**Tarefas a fazer:**
A. No texto sobre o acordo quanto ao ideal entre namorados, em que consiste esse acordo na prática?
B. Escreva a continuação do texto sobre o acordo quanto ao ideal entre namorados, começando depois da última frase dele.

**Texto:**
##############################
O essencial é que um esteja à vontade com o outro (no bom sentido),
para confiar ao outro tudo o que vale realmente a pena e para contar
tudo o que seria desleal ou imprudente esconder.
4. Acordo quanto ao ideal.
Um
ponto fundamental para escolher o futuro cônjuge é o acordo sobre o
ideal. Sem essa condição essencial que é esse acordo quanto ao ideal, a
futura família não tem praticamente qualquer chance de formar um lar
verdadeiramente cristão e verdadeiramente feliz no sentido cristão de
felicidade. Sem um considerável acordo quanto às principais questões da
vida, seria impossível manter a união de corações e de almas, união
necessária para que haja verdadeiro amor cristão.
A. O que não é
esse acordo. Esse acordo não é partilhar necessariamente as mesmas
ideias sobre todas as coisas nem ter o mesmo gosto em todos os domínios.
Esse acordo não suprime, portanto, diferenças que são legítimas e, por
vezes, providenciais. Esse acordo não significa uma uniformidade total
ou a supressão de personalidades. Também não é necessário que exista,
desde o começo, um acordo perfeito das ideias e sobre todos os detalhes
da vida prática.
B. O que é esse ideal? Esse ideal é uma certa
comunhão de visão e de juízo quanto ao sentido da vida e sobre os
grandes problemas da vida conjugal. Na prática, esse acordo consiste em
saber se as duas partes aceitam a doutrina católica em geral e sobre o
casamento em particular. Para se interrogar sobre esse acordo e poder
avaliar a sua existência, é preciso que os namorados se perguntem se são
verdadeiramente católicos ou não.
C. Acordo quanto ao sentido
cristão da vida. Como fundamento, os que pretendem casar devem estar de
acordo quanto ao sentido cristão da vida. O sentido cristão da vida é
dado, antes de tudo, pela profissão firme da fé, com plena aceitação dos
ensinamentos de Cristo e da Igreja. Esse acordo consiste em que ambos
saibam que essa vida é tão somente uma passagem para a vida futura, que
fomos criados para sermos felizes no céu, depois de termos conhecido,
amado e servido a Deus aqui na terra. Esse acordo consiste em buscar em
primeiro lugar o reino dos céus, evitando todo pecado como o maior mal
que existe. Além disso, esse acordo deve ter em vista também a busca da
prática das outras virtudes, além da fé, da esperança e da caridade: a
humildade, a paciência, a fortaleza, a pureza… Esse acordo deve
consistir no fato de reconhecer que essa vida é um combate, em
reconhecer que somos discípulos de um Mestre que morreu crucificado e
que nós não somos maiores que Ele. Esse acordo deve consistir no
reconhecimento de que somente a verdadeira religião revelada por Deus
pode nos salvar e trazer a solução para os nossos problemas. Esse acordo
consiste na disposição firme de permanecer fiel a Cristo e à Igreja,
apesar de todos os desvios e ciladas do mundo. Esse ideal sobre o qual
os namorados devem estar de acordo é, em resumo, a conformidade em todas
as coisas com a vontade de Deus.
##############################
**Linhas fornecidas:**
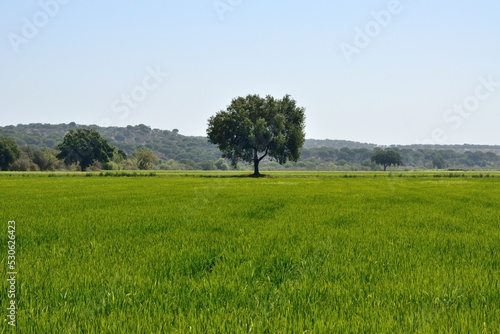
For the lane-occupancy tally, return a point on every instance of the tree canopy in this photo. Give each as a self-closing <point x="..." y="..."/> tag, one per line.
<point x="252" y="128"/>
<point x="386" y="158"/>
<point x="84" y="147"/>
<point x="9" y="152"/>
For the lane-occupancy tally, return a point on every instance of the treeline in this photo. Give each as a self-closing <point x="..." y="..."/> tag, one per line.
<point x="169" y="150"/>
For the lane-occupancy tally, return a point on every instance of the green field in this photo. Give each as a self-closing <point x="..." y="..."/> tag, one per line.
<point x="292" y="253"/>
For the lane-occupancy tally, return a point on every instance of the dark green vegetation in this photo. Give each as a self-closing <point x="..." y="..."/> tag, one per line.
<point x="175" y="151"/>
<point x="9" y="152"/>
<point x="340" y="253"/>
<point x="84" y="147"/>
<point x="386" y="158"/>
<point x="253" y="128"/>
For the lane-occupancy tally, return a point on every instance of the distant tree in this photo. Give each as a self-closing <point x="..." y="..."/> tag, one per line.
<point x="33" y="158"/>
<point x="206" y="165"/>
<point x="386" y="158"/>
<point x="84" y="147"/>
<point x="9" y="152"/>
<point x="438" y="162"/>
<point x="252" y="128"/>
<point x="145" y="158"/>
<point x="220" y="164"/>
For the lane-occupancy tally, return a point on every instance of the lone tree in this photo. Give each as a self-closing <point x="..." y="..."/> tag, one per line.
<point x="252" y="128"/>
<point x="386" y="158"/>
<point x="84" y="147"/>
<point x="9" y="152"/>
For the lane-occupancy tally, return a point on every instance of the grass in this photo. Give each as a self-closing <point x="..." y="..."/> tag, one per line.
<point x="295" y="252"/>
##############################
**Respostas por tarefa:**
A. Consiste em saber se as duas partes aceitam a doutrina católica em geral e sobre o casamento em particular.

B.
D. Acordo quanto ao sentido
cristão do casamento. Se o acordo deve dizer respeito a todas as
questões importantes da vida, é evidente que ele tem que se estender
especialmente ao casamento. Basta refletir um pouco e superficialmente
para chegar à conclusão que a falta de acordo nesse domínio levará a um
lar infeliz. Não deixar jamais passar esse ponto, como se pudesse ser
resolvido depois. Depois, será tarde. É preciso perguntar-se seriamente,
com lucidez e coragem, se o acordo existe quanto a esse ponto. O acordo
deve ser sobre:
i. O dever de fecundidade. Estão de acordo
quanto àquilo que é o primeiro dever do matrimônio? Estão de acordo com a
doutrina católica quanto à generosidade no número de filhos? Estão de
acordo quanto ao fato de que é pecado mortal evitá-los pelos denominados
métodos artificiais? Estão de acordo que os métodos naturais só podem
ser usados sem culpa se houver uma causa grave para isso?
ii.
Dever de educar catolicamente os filhos. Estão de acordo no que toca ao
grave dever de assegurar a educação católica dos filhos?
iii.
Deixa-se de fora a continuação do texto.